__WHAT TO DO__
For the listing below, return the line containing "of the shrub", the line containing "of the cumulus", and all lines in between, exactly as written and nothing else.

__AVAILABLE DATA__
= Beginning of Section =

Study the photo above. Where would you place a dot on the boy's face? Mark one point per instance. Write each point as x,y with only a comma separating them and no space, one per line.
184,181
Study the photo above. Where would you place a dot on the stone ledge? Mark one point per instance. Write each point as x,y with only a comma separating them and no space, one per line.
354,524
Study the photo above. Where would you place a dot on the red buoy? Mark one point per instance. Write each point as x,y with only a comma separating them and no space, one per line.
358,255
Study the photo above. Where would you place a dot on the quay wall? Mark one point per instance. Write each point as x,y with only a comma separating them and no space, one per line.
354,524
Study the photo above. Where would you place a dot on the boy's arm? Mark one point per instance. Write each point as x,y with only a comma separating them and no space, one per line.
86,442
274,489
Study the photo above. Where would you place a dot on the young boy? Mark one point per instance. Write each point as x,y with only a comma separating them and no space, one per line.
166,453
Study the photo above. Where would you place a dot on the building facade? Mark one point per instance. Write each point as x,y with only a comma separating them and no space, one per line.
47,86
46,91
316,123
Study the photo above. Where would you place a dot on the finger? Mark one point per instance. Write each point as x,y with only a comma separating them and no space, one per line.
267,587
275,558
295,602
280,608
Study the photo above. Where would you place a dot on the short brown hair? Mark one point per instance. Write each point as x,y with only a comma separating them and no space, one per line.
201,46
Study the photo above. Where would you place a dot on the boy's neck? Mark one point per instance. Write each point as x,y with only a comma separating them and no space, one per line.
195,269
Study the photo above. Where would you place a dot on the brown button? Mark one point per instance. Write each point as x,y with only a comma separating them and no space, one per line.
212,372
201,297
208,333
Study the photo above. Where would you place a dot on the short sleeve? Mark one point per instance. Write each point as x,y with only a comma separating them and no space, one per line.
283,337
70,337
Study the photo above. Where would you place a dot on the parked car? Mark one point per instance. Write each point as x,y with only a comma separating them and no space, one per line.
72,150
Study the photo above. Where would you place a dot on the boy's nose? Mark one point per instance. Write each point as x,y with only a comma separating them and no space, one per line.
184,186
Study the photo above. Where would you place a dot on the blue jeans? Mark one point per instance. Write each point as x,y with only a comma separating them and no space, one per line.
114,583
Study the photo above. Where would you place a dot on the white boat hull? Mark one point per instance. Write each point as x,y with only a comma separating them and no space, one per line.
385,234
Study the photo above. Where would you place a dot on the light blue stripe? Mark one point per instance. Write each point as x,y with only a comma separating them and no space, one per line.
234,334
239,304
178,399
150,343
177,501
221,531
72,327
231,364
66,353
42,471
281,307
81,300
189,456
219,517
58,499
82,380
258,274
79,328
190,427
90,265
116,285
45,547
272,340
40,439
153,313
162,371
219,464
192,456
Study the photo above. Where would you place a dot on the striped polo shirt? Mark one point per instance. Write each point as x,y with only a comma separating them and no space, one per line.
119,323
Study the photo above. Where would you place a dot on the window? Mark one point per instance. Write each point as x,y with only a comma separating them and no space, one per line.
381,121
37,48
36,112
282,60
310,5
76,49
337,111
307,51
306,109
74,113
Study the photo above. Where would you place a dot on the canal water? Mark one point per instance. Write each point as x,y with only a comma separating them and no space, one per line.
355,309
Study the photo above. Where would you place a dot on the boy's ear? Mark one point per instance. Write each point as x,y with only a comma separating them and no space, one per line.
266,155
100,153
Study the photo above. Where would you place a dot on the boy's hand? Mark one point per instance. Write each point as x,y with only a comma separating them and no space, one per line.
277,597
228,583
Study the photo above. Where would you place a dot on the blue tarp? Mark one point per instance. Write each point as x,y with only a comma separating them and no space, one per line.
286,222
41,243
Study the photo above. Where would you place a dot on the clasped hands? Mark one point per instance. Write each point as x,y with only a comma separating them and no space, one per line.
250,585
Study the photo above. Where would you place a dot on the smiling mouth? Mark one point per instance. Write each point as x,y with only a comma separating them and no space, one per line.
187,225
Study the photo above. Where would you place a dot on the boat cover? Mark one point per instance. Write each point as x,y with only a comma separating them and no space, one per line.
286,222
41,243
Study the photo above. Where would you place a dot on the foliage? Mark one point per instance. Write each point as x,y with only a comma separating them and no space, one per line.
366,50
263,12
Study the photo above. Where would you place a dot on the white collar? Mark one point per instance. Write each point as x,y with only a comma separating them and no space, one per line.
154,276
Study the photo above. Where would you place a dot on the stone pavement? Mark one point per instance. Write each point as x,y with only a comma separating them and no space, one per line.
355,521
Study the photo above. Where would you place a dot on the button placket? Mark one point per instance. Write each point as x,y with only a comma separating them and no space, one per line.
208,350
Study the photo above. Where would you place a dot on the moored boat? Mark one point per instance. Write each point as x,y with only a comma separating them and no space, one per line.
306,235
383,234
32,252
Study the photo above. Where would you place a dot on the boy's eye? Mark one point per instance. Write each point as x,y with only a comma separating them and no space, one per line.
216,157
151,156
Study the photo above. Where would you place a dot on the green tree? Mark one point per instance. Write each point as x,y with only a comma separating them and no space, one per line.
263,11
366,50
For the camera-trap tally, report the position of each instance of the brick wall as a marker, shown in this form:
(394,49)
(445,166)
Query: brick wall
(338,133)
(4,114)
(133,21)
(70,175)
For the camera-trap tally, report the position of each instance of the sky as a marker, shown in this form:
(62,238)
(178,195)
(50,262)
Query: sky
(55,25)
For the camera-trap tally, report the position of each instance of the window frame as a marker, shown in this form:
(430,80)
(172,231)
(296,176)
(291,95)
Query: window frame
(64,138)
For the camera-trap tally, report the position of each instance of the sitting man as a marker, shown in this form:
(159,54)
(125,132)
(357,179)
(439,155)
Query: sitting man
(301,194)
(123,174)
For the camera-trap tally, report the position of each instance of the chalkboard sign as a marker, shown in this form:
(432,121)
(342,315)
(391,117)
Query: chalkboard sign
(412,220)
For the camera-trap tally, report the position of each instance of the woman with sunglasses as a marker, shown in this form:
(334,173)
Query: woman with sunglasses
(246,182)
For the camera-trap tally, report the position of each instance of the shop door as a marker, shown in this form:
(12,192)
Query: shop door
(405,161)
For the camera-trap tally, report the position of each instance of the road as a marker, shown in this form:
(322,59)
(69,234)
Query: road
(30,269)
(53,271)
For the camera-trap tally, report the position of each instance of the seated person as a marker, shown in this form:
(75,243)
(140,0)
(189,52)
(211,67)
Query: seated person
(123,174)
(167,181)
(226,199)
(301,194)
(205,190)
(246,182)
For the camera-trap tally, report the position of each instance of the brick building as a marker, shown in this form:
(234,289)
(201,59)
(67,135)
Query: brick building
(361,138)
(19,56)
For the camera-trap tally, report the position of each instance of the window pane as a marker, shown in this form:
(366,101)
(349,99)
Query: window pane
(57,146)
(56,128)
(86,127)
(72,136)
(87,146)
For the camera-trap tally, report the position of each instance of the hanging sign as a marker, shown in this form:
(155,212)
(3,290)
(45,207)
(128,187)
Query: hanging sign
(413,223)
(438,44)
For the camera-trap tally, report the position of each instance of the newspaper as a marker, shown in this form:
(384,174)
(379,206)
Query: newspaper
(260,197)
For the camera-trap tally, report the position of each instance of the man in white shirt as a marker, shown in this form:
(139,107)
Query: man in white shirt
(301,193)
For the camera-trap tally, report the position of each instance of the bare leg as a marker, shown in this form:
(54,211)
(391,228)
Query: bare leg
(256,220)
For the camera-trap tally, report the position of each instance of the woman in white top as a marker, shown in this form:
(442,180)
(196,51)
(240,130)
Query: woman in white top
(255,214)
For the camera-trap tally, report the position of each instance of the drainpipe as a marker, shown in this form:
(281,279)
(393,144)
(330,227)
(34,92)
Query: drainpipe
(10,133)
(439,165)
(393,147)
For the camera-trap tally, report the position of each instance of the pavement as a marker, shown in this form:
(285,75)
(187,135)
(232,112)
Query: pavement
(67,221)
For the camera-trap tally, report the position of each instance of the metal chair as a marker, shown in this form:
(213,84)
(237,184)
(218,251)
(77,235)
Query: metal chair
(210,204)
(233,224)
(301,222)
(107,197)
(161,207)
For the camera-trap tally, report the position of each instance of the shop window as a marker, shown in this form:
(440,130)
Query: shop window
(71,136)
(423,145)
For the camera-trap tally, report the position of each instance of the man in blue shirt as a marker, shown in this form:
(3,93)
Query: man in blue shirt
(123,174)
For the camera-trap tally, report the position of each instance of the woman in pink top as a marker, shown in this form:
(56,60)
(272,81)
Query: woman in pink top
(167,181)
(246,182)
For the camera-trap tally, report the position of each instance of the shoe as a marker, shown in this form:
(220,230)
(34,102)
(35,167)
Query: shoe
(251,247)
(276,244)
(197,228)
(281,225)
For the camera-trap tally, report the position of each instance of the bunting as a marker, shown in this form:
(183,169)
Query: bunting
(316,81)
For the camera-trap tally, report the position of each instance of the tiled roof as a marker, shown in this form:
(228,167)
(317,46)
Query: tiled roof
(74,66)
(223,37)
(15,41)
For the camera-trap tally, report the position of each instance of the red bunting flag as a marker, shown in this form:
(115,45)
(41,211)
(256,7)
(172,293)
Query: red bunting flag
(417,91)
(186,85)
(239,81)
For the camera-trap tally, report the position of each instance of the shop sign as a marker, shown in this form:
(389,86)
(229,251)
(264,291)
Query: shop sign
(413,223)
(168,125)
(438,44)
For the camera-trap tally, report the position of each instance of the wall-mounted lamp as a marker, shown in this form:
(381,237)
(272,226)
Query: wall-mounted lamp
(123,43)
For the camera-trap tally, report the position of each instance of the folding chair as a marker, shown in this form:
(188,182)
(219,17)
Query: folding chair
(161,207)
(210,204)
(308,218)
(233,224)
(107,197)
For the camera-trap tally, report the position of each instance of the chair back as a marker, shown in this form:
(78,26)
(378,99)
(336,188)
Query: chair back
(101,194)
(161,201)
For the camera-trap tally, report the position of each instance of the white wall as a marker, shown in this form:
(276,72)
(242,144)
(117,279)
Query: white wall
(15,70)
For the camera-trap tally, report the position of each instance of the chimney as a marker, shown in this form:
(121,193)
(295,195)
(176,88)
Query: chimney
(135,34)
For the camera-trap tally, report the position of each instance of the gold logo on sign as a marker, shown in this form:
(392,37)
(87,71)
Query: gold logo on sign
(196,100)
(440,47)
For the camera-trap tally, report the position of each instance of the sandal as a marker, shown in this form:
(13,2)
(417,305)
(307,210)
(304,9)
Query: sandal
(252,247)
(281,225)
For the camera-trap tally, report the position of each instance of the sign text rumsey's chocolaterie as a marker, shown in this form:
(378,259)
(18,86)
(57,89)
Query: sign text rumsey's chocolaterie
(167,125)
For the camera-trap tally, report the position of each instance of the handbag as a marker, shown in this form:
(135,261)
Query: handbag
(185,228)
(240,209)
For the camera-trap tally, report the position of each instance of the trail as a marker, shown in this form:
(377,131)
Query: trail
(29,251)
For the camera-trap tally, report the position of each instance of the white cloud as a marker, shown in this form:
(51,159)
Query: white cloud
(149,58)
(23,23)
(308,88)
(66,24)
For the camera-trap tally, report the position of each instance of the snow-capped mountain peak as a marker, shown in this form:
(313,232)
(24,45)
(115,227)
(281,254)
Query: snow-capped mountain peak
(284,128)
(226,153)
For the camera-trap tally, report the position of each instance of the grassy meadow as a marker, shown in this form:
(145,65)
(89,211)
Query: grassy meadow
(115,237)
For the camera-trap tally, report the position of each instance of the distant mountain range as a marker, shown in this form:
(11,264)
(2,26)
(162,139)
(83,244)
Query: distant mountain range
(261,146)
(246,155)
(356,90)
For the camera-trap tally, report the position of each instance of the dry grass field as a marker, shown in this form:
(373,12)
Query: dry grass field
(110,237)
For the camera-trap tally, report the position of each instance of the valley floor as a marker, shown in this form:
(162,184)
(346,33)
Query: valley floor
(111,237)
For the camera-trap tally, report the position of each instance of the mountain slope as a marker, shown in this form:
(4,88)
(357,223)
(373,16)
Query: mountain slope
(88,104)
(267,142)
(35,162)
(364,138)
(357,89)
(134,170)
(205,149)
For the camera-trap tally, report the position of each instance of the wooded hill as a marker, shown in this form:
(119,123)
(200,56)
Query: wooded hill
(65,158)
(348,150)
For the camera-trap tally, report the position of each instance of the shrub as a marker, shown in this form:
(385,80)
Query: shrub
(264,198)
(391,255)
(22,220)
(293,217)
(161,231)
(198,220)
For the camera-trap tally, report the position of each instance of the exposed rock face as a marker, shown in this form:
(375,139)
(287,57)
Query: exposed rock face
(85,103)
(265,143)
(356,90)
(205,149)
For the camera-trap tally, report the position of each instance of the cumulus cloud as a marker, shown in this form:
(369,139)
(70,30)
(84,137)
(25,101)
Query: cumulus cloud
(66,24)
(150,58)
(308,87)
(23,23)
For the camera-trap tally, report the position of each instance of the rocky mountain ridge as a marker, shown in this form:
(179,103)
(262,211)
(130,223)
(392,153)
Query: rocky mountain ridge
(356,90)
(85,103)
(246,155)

= End of Section =

__ANSWER TO THE PROBLEM__
For the camera-trap tally, report the position of each instance of the shrub as a marker, shown in this form:
(385,80)
Query: shrub
(264,198)
(391,255)
(22,220)
(293,217)
(161,231)
(198,220)
For the camera-trap tally, report the position of each instance of the exposed rock face as a marker, shown in this form:
(375,139)
(287,57)
Query: exposed rock face
(85,103)
(265,143)
(356,90)
(205,149)
For the camera-trap tally, report the position of each instance of the cumulus cloud as a marker, shown in this form:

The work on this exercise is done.